▸ **TEXT SECTION**
Developer on trial in arson

Prosecutors say he set his home on fire for insurance cash

— With two million-dollar homes for sale, no prospective buyers and a worsening economy steadily eroding the homes’ values, Benton-area real estate developer Aaron Jones had a strong motive for setting his Chenal Valley home on fire to collect insurance money.

Or did he?

As opening statements and testimony began Tuesday in the developer ’s federal trial on mail fraud and arson-related charges, jurors heard starkly contrasting takes on his financial status on May 30, 2008.

That’s when, sometime after midnight, someone used two five-gallon buckets of diesel fuel to douse the inside of the walled and gated 5,700-square-foot home at 43 Chenal Circle and set it ablaze.

Jones, who was home at the time, escaped uninjured - and was way too clean for his story about masked intruders to be believable, according to the testimony of some of his neighbors.

His wife, Abby, along with the couple’s two children and two dogs, were conveniently safe and sound in the family’s Florida home, prosecutors note.

But at the time, according to defense attorney Tim Dudley of Little Rock, the 34-year-old developer and lawyer had a net worth of $4.3 million, as well as $100,000 in cash readily available and the means to pay off either loan that very week, if he ever got to the point of worrying about either one.

Dudley said Jones’ net worth included “unencumbered assets of over $840,000,” including two paid-for houses in Benton, a paid-for 2008 Yukon Denali that he drove, a paid-for E-class Mercedes that his wife drove, a life insurance policy with $70,000 in equity, a house full of nearly $800,000 in antiques, and about $200,000 in bonds that he could cash in, or borrow from.

“It’s a sad day in America,”Dudley told the 11-woman, one-man jury, “when a victim of a crime is charged with a crime because an insurance company doesn’t want to pay a large claim - and that’s exactly what this case is about.”

Dudley noted that Jones was also up to date on all his debts.

Assistant U.S. Attorney Julie Peters, however, said Jones had “made a lot of money in a hurry, and adopted a lifestyle to match his huge income” that began crumbling when the economy faltered in 2007 and 2008.

“He couldn’t make enough to keep up with his $100,000-a-month appetite for living,” she said, so he took his family to Florida, burned the house, made up a story that intruders did it, and then filed a $2.9 million insurance claim for the house and contents.

Peters noted that Jones was “mortgaged to the hilt” and that his claim did result in him getting “some relief” when an insurance company paid off the $1.2 million first loan.

▸ **PROBLEM REQUIREMENTS**
Using the article on the arson trial, decide whether each statement agrees with it: (a) The jury was made up of eleven women and one man. (b) Jones's wife and children were inside the Chenal Valley home when it burned. (c) Jones filed an insurance claim for $4.3 million. For each, answer yes or no and quote the deciding words.

▸ **INFORMATION SUPPLIED**
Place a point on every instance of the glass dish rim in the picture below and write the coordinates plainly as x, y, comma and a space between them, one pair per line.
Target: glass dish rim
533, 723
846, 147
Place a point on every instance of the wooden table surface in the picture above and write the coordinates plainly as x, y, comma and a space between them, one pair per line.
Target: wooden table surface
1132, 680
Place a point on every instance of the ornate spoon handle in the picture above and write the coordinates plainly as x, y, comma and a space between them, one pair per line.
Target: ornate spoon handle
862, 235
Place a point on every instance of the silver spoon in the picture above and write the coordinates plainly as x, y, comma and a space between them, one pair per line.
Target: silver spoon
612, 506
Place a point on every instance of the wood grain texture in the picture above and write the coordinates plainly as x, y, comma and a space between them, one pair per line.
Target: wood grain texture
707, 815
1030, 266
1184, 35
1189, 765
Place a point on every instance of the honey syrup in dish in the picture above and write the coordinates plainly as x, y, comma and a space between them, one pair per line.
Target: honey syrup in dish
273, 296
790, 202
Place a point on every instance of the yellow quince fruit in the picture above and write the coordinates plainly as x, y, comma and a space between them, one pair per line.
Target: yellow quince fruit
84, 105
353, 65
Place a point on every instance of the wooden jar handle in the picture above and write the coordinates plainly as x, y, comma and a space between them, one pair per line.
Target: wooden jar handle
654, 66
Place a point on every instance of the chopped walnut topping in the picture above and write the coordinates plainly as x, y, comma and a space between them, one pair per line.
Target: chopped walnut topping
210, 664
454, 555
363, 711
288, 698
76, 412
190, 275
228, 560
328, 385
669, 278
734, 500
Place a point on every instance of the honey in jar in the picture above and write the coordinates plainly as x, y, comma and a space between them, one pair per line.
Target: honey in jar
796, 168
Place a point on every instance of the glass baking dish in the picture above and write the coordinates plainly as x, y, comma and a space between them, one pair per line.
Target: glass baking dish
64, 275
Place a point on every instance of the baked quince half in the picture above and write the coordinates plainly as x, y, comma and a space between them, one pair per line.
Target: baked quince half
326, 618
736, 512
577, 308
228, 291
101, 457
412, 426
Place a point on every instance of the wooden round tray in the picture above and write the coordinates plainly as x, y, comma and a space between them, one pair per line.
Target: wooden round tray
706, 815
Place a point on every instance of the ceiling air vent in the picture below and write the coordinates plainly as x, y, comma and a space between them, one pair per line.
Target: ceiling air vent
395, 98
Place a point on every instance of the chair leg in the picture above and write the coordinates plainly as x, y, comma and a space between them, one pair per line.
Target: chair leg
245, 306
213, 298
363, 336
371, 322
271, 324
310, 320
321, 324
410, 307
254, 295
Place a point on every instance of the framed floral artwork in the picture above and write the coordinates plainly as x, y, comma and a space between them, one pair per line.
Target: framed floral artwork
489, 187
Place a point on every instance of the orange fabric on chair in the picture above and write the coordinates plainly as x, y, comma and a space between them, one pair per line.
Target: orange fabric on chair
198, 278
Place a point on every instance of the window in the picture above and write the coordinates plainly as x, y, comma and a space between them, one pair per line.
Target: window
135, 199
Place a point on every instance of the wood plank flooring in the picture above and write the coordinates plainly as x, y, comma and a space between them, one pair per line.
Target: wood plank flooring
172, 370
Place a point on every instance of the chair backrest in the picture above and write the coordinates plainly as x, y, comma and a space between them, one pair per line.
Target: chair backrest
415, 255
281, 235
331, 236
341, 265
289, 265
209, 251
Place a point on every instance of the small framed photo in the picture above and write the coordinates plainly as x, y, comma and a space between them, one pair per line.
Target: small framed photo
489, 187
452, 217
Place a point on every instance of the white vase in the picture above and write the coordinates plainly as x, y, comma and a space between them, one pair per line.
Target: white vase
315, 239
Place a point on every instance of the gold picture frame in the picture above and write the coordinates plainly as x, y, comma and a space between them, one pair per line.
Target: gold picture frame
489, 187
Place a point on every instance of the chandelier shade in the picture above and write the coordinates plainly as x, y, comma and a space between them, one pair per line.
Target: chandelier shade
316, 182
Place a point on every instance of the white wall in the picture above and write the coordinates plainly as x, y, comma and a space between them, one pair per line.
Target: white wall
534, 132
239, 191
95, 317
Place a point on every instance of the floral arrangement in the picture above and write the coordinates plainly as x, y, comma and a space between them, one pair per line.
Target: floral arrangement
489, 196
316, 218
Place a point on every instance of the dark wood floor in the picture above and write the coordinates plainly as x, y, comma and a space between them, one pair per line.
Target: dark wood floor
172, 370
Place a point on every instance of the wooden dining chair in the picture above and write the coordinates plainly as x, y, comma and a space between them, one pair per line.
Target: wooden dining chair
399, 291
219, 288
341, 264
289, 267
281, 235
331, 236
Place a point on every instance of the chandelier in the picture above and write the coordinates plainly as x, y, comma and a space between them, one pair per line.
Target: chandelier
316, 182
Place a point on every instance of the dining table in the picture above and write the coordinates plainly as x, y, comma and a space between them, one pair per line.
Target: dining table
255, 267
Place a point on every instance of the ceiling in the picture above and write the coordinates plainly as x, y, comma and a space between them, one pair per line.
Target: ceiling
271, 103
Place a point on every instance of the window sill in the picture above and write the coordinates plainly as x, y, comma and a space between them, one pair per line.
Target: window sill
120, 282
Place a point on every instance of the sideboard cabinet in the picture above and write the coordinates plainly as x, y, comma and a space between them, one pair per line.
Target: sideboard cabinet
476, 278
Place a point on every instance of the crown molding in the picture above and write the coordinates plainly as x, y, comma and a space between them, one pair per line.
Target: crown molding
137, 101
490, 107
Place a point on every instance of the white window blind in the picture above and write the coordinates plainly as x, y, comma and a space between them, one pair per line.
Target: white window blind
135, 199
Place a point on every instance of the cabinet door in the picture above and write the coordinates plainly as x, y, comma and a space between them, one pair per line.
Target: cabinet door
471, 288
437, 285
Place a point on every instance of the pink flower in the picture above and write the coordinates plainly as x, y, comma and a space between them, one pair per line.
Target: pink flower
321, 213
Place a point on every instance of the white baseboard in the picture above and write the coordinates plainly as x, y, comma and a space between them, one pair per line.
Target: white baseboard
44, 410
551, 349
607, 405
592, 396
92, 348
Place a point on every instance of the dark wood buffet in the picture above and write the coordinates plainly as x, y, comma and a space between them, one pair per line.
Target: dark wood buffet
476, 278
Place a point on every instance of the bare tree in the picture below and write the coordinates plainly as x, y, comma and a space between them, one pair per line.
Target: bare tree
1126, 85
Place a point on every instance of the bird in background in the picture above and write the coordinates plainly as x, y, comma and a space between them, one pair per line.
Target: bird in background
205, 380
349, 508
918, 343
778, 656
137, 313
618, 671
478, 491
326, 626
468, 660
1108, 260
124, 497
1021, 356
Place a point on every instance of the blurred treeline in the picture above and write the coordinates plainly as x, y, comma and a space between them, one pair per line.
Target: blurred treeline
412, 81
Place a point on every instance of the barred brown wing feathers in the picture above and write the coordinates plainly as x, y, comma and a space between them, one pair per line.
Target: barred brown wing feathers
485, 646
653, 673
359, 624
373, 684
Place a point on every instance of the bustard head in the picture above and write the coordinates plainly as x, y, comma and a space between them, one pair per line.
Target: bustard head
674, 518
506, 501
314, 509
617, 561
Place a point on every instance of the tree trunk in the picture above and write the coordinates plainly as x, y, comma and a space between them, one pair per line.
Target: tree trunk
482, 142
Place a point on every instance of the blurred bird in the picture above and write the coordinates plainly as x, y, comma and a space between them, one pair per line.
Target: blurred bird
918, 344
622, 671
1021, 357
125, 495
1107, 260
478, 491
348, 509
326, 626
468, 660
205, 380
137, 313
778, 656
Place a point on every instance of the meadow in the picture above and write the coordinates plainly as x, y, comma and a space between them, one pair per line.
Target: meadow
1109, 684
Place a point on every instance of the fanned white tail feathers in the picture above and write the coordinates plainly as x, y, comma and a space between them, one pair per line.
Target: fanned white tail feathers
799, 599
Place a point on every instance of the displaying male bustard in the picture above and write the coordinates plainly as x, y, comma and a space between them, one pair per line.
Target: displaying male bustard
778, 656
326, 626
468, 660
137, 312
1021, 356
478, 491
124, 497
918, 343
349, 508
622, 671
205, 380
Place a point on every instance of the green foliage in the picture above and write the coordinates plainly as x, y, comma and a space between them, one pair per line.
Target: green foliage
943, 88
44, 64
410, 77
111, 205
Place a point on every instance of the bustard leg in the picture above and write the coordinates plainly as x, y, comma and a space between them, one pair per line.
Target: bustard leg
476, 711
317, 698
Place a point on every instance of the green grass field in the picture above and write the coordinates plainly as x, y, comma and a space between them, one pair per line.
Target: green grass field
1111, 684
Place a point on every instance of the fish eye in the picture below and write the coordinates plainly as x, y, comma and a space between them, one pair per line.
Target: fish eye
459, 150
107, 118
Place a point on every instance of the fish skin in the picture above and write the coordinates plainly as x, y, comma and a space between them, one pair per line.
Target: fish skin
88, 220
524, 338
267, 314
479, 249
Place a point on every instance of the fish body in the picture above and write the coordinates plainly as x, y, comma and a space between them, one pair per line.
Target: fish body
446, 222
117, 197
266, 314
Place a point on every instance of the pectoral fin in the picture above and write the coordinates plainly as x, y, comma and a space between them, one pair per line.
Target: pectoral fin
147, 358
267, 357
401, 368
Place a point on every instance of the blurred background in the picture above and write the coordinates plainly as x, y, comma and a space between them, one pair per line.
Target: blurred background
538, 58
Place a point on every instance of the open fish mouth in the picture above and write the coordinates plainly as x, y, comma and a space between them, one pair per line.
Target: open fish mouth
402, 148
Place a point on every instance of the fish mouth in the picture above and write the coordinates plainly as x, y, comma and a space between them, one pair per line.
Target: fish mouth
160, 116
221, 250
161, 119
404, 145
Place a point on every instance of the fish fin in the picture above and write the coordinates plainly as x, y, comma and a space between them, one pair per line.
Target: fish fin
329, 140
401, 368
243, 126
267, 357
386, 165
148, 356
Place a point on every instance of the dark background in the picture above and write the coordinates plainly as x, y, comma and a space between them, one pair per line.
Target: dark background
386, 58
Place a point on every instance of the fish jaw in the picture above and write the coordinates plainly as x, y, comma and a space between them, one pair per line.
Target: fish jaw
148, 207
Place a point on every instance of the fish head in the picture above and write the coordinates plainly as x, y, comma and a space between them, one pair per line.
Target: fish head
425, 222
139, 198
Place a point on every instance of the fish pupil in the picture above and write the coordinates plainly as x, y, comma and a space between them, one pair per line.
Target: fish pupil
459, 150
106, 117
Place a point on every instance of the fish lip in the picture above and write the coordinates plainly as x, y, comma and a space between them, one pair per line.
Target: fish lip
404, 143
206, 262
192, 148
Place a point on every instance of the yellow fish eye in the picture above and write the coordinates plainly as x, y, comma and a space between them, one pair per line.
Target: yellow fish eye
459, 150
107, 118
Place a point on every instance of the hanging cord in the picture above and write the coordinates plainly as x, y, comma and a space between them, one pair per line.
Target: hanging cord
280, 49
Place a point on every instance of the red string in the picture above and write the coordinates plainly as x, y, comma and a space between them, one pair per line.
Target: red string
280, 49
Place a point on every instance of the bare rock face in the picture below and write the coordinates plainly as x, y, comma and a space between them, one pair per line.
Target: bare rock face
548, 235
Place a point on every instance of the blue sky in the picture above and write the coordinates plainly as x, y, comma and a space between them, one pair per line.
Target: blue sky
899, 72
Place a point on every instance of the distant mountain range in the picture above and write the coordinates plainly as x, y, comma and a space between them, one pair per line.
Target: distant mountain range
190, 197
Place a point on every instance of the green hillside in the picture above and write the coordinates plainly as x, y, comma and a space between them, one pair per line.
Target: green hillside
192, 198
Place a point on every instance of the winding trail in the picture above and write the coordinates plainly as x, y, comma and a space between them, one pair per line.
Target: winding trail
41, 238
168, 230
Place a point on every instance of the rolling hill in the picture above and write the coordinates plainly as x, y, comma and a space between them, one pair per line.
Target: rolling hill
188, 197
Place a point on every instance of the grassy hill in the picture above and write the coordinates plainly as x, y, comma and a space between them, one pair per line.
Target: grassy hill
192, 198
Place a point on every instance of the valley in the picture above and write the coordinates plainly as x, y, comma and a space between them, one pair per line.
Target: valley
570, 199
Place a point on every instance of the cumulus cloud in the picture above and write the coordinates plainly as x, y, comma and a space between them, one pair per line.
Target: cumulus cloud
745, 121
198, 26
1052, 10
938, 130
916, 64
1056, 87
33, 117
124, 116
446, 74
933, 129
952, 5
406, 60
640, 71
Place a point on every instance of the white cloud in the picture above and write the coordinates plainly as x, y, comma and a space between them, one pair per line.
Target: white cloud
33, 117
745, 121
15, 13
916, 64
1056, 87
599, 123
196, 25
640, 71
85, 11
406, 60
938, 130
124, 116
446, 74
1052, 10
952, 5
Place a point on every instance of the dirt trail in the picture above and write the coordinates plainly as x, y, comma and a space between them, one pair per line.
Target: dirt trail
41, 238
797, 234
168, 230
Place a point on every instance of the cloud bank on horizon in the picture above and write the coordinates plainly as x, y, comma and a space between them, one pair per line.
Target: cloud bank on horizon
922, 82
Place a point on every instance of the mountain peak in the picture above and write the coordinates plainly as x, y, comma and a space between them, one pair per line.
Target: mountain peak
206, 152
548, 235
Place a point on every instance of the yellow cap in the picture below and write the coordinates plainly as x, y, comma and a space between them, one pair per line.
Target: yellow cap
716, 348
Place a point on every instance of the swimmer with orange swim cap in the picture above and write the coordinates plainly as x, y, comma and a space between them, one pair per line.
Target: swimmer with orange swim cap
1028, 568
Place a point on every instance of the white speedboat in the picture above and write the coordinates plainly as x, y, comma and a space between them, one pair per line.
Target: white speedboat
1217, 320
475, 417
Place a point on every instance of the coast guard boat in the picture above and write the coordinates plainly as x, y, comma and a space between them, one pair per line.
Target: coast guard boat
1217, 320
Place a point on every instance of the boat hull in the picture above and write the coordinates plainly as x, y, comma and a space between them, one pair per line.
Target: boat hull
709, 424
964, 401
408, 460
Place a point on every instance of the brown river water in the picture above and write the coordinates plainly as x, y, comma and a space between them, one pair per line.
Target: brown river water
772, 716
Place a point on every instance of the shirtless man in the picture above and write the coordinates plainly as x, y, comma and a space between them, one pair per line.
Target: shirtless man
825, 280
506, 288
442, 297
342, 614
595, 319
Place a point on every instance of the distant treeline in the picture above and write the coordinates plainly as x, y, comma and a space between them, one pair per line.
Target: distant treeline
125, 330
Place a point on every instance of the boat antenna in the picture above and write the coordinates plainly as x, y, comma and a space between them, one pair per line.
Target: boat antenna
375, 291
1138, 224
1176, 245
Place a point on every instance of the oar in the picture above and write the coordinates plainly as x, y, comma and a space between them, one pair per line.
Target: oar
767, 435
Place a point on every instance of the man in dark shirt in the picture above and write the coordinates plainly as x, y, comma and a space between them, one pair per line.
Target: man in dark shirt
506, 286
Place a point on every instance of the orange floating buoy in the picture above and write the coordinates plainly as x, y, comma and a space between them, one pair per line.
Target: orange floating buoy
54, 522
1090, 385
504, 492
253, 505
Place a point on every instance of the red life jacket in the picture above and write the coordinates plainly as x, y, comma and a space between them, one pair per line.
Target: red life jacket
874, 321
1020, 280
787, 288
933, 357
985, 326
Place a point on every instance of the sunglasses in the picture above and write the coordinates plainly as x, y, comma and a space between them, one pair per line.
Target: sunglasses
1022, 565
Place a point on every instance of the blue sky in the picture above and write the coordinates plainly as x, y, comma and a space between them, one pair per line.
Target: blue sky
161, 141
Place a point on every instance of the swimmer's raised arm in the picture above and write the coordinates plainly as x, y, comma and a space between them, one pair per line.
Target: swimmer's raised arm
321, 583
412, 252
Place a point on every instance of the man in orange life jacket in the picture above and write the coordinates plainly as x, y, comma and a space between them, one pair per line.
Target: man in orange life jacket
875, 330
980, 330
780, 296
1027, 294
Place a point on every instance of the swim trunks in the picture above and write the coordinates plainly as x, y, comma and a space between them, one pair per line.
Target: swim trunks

▸ **SOLUTION TO THIS EXERCISE**
(a) Yes: "the 11-woman, one-man jury"
(b) No: "His wife, Abby, along with the couple’s two children and two dogs, were conveniently safe and sound in the family’s Florida home"
(c) No: "filed a $2.9 million insurance claim for the house and contents"